### [Your instructions]
Report the number of lines in the data where the word "brown" appears, and add no other text.

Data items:

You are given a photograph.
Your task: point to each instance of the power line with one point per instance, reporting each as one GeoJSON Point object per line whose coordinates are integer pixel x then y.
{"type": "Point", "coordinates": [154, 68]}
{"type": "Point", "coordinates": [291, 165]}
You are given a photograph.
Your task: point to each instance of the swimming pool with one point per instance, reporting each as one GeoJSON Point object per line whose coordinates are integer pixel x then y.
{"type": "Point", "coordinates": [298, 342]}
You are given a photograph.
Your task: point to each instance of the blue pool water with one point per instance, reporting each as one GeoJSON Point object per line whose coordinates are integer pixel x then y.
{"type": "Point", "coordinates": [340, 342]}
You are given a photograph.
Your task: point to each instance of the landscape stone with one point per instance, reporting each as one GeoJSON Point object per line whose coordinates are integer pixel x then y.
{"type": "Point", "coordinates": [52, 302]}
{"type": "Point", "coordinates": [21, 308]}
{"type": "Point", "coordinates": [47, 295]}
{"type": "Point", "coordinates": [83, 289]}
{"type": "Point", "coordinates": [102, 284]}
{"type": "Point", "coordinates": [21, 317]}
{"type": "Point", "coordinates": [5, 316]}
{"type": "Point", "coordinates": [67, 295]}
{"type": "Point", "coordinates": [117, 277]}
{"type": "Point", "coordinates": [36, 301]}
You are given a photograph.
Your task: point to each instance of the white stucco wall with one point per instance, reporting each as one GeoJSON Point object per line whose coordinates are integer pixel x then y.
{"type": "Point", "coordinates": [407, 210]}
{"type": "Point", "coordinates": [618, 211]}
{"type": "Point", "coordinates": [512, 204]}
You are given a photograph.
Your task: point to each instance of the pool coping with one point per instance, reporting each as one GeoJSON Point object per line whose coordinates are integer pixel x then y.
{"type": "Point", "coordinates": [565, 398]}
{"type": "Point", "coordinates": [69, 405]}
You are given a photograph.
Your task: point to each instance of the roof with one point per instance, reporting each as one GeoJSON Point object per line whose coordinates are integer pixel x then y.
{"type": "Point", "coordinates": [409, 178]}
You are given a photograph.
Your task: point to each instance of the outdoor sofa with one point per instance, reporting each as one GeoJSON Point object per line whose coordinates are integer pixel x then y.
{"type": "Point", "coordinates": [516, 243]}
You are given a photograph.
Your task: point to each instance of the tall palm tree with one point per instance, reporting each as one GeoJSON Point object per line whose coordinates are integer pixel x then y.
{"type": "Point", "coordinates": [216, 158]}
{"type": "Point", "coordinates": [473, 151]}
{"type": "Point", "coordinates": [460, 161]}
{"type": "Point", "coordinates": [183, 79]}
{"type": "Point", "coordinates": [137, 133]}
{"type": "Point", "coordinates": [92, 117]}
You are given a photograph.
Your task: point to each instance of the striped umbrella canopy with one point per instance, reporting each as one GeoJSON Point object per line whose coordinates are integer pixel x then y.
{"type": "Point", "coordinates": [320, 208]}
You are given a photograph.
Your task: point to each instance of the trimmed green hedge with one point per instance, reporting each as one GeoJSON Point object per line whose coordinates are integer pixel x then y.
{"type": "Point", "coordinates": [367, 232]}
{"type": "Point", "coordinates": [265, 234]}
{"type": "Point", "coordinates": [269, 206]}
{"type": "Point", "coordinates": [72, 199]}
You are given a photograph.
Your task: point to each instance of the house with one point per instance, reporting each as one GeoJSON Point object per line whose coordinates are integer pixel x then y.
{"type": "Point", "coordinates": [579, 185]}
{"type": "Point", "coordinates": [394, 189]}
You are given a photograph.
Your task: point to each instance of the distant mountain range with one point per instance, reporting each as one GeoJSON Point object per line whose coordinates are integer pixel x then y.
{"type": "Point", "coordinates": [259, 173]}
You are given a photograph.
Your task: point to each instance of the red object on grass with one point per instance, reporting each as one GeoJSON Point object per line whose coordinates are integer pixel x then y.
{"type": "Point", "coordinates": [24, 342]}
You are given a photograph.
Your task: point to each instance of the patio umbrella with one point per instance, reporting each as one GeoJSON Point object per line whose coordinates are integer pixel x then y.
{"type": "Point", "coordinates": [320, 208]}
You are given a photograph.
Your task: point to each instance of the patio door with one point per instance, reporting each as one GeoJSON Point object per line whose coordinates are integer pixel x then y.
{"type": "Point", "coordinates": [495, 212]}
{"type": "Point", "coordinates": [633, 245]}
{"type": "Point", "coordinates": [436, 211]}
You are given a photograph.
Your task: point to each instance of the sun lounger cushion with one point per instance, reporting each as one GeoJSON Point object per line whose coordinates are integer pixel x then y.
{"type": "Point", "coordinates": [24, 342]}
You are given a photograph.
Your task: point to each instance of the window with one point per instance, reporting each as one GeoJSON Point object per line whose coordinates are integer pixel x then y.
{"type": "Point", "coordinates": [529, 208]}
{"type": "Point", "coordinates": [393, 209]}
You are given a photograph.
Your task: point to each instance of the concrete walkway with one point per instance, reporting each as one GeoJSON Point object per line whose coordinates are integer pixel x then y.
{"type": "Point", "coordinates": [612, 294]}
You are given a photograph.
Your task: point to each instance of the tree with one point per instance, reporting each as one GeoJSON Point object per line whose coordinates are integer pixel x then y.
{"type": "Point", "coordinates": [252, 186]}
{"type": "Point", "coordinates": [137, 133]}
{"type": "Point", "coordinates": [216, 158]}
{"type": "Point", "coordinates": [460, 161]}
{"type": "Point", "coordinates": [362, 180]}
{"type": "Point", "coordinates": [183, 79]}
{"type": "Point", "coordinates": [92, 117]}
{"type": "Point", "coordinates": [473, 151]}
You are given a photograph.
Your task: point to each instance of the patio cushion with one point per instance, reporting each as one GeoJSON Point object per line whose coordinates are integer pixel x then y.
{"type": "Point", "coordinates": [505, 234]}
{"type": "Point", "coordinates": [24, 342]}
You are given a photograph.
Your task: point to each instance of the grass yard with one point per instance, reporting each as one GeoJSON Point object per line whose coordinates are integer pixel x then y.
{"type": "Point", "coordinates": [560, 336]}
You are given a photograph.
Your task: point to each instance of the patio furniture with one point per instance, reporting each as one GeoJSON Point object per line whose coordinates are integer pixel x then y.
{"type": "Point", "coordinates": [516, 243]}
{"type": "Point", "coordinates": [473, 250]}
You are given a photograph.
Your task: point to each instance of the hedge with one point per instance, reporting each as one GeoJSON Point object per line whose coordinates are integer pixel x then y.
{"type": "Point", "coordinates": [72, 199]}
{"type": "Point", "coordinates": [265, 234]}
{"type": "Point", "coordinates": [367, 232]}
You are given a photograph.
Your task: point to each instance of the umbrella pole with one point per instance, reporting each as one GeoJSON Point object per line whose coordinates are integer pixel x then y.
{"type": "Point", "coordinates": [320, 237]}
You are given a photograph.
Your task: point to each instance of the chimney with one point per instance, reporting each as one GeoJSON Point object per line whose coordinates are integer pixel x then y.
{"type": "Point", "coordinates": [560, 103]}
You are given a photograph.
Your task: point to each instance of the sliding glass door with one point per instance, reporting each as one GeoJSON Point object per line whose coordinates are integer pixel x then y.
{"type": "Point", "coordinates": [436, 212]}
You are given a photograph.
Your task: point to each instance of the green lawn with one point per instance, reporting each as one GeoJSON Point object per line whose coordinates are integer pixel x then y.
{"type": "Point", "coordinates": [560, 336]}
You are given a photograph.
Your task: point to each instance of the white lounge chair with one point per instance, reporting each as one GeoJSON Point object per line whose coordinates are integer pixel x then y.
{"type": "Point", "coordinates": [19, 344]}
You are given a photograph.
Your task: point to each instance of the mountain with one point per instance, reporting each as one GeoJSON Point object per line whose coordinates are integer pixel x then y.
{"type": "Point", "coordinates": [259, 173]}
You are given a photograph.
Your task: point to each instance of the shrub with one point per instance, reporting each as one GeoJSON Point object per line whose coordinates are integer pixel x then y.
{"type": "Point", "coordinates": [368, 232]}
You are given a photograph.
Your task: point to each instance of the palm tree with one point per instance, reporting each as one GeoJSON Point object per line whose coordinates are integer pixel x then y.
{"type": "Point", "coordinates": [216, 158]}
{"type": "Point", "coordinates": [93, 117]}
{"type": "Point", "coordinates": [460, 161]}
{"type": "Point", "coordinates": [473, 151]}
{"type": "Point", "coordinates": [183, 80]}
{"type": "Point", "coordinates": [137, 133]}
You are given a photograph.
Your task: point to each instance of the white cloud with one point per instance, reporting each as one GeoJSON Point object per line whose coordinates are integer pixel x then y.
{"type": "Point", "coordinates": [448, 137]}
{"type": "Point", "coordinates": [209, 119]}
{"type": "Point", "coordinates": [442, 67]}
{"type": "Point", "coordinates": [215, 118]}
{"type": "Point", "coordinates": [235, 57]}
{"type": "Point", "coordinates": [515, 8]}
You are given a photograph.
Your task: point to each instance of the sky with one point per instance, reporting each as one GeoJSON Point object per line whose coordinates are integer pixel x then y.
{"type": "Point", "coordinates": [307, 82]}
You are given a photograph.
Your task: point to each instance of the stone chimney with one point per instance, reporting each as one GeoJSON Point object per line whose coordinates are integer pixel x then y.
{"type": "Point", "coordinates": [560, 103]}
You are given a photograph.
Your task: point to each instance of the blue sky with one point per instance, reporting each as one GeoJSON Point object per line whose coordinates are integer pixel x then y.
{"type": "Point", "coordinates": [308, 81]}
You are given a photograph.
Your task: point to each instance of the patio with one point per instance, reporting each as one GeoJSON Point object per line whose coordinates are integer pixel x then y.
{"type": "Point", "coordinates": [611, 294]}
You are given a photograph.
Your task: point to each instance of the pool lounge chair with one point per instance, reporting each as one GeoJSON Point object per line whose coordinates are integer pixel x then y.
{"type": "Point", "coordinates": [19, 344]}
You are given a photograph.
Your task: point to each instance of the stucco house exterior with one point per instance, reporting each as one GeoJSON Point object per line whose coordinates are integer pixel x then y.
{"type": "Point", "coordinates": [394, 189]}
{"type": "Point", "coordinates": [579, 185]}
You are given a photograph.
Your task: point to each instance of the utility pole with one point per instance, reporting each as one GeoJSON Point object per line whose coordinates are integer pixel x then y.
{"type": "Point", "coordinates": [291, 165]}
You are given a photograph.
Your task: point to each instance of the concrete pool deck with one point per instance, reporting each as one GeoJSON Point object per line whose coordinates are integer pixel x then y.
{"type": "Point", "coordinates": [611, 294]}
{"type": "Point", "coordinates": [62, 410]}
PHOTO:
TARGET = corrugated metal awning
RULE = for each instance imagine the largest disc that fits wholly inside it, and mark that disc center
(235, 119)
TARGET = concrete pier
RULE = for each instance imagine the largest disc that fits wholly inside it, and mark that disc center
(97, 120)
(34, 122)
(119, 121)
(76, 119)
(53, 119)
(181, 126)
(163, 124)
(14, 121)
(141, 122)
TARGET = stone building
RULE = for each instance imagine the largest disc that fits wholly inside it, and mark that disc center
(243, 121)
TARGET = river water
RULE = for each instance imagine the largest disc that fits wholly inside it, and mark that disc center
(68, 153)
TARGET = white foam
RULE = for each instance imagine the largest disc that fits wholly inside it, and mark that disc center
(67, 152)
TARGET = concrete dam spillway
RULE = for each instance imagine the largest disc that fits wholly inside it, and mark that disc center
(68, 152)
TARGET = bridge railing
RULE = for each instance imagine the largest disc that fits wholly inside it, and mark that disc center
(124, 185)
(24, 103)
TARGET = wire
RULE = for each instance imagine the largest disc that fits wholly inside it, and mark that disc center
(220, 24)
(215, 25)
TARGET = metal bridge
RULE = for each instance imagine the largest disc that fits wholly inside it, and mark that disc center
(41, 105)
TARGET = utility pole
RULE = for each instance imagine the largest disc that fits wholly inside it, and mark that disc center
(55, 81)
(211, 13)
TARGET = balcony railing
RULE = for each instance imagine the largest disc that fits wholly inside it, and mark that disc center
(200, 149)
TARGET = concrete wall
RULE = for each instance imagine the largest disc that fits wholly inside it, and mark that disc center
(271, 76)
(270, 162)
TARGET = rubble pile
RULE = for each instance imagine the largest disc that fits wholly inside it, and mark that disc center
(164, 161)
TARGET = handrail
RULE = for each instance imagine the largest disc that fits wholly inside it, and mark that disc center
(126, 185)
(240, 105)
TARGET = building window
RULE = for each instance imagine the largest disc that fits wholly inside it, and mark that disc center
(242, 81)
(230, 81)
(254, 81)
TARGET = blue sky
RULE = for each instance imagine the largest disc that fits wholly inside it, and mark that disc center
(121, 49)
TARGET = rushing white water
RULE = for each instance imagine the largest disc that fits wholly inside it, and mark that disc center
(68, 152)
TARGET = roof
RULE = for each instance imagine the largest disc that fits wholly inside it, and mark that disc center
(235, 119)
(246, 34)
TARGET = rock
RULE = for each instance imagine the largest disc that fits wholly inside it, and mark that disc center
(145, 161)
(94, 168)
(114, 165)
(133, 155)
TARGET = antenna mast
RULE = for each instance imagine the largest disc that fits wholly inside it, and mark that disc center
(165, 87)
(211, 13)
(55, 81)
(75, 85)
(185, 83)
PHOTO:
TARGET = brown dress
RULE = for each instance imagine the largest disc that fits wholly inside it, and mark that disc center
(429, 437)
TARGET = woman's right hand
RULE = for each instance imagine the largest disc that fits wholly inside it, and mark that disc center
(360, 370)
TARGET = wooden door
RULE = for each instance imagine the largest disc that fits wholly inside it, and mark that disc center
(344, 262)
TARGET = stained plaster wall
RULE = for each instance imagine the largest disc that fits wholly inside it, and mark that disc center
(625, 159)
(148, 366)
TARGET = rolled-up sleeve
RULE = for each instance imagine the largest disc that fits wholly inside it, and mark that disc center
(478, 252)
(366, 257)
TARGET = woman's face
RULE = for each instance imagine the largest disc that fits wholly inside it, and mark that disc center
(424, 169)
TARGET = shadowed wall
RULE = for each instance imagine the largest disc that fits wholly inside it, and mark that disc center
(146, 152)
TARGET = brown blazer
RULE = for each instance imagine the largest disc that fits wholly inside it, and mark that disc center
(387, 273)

### [Answer box]
2